## WHAT IS NEEDED:
Every line of the listing must be repeated exactly.

## DATA SECTION:
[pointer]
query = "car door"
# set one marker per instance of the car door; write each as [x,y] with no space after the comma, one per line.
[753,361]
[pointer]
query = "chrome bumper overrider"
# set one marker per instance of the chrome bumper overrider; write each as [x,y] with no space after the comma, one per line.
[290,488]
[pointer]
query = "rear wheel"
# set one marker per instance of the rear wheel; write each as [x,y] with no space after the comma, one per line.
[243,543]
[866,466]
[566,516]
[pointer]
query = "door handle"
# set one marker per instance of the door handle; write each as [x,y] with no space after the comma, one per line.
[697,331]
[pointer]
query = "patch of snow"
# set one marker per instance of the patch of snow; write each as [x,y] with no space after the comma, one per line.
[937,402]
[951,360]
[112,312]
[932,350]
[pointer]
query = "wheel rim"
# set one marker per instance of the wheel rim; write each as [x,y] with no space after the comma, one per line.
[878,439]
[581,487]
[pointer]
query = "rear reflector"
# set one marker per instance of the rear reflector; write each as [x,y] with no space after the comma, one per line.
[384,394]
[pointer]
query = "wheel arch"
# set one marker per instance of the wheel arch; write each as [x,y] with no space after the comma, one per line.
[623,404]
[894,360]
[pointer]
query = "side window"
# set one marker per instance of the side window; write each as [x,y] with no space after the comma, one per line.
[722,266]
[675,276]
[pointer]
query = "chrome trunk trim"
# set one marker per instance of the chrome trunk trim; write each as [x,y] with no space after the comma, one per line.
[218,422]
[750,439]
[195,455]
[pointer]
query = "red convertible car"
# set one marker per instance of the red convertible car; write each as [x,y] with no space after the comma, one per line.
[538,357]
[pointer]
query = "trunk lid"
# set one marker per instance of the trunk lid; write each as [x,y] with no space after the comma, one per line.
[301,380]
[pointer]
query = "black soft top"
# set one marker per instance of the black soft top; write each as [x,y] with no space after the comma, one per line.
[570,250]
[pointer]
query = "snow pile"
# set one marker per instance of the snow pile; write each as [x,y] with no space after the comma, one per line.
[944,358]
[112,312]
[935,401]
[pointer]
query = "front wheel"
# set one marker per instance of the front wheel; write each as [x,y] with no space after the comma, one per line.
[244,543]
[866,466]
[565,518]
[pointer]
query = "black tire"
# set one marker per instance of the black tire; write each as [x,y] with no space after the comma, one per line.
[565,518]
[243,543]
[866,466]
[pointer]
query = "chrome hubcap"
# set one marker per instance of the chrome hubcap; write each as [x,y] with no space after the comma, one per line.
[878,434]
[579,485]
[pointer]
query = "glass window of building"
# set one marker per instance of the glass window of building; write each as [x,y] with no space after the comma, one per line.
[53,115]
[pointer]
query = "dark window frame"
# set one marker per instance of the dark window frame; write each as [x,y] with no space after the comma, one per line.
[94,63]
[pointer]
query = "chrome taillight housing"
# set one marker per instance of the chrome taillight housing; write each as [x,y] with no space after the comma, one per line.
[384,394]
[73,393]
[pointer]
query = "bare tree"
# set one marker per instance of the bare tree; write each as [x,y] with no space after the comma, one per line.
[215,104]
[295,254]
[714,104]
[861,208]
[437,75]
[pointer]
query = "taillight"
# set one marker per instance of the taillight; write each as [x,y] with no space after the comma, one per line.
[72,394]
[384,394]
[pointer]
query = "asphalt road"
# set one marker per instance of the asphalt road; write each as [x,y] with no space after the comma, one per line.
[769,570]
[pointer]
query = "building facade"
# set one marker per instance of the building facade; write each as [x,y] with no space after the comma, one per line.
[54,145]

## SOLUTION FOR THIS TASK:
[pointer]
query = "car door"
# set one marker per instance of the car door; write each as [x,y] with no space after the comma, one per line.
[753,361]
[pointer]
query = "chrome bumper overrider"
# set one marker per instance of the chrome bumper overrider; write each as [x,y] with no space after the comma, one per line.
[290,488]
[pointer]
query = "rear wheel"
# set one marker per instance of the rear wheel; write each as [x,y] with no space after the comma, one per line.
[243,543]
[866,466]
[566,516]
[pointer]
query = "door handle"
# set one marker per instance of the door handle; write each as [x,y] with no space after the comma, one per line.
[697,331]
[pointer]
query = "patch of snow"
# set one marker per instance of the patch of snow; write each as [x,y] with no space after the comma, one per line.
[937,402]
[951,360]
[112,312]
[932,350]
[pointer]
query = "wheel rim"
# set one marker per instance of the wheel rim; write each as [x,y] with no space after the comma, one per line.
[878,439]
[581,487]
[pointer]
query = "rear reflector"
# set one marker per instance of the rear reflector; write each as [x,y] with no space after the comma, one per line.
[384,394]
[pointer]
query = "wheel arch"
# set one marker per instance of the wheel arch; write each as [x,y] with no space after the comma, one per line.
[623,404]
[894,360]
[pointer]
query = "side window"
# set one marker per instance of the side window; write each as [x,y] with no space after the comma, one per line.
[722,266]
[675,276]
[pointer]
query = "chrome trunk trim"
# set one marker per instance of the chrome trunk trim; write each as [x,y] with no space after the comma, one per line.
[218,422]
[750,439]
[195,455]
[pointer]
query = "red convertible car"
# set one marker per instance of the red convertible car; write each as [x,y] with no space after the comma, one per line.
[538,357]
[pointer]
query = "trunk lid"
# set one marker per instance of the trunk lid; write each as [x,y] with no space after the comma, one per line.
[301,380]
[pointer]
query = "black soft top"
# set one marker per instance of the black soft top; write each as [x,y] with no space after the comma, one per line.
[570,250]
[pointer]
query = "snow pile"
# set one marker per instance of the snow pile; write each as [x,y] with no space after the comma, one per line.
[944,358]
[112,312]
[935,401]
[pointer]
query = "front wheel"
# set one marker per instance of the front wheel; write each as [x,y] with no space after the comma, one per line.
[244,543]
[866,466]
[565,518]
[pointer]
query = "black tire"
# set one marker per instance of the black tire; write each as [x,y] with no space after the comma, one per line.
[565,518]
[243,543]
[866,466]
[pointer]
query = "chrome hubcap"
# set one marker per instance of the chrome hubcap; write each as [x,y] with no space after the comma, one per line.
[878,434]
[579,485]
[pointer]
query = "glass window of building"
# set one marker per instance of the glass window of building; write each as [x,y] with no space after the comma, one per line.
[53,115]
[pointer]
query = "dark window frame"
# set one marker per instance of the dark window frame; write each as [x,y] with no space after the comma, one per line.
[94,63]
[pointer]
query = "chrome taillight housing"
# set one marker per instance of the chrome taillight housing; write each as [x,y] with no space after the comma, one per line.
[384,394]
[73,393]
[pointer]
query = "bare tree"
# set one marker per instance of the bare tree; write each as [x,y] with no space after the comma, one per line.
[215,104]
[295,254]
[714,104]
[861,208]
[437,75]
[pointer]
query = "taillight"
# set one marker per instance of the taillight; write each as [x,y] with no space after the comma, one per line.
[72,394]
[384,394]
[pointer]
query = "asphalt road"
# set one marker per instance of the asphalt road; write each as [x,y] with no space after the comma, one per line.
[769,570]
[pointer]
query = "building facade"
# set one marker per instance of the building facade; write each as [x,y] with no space after the comma, one per line.
[54,145]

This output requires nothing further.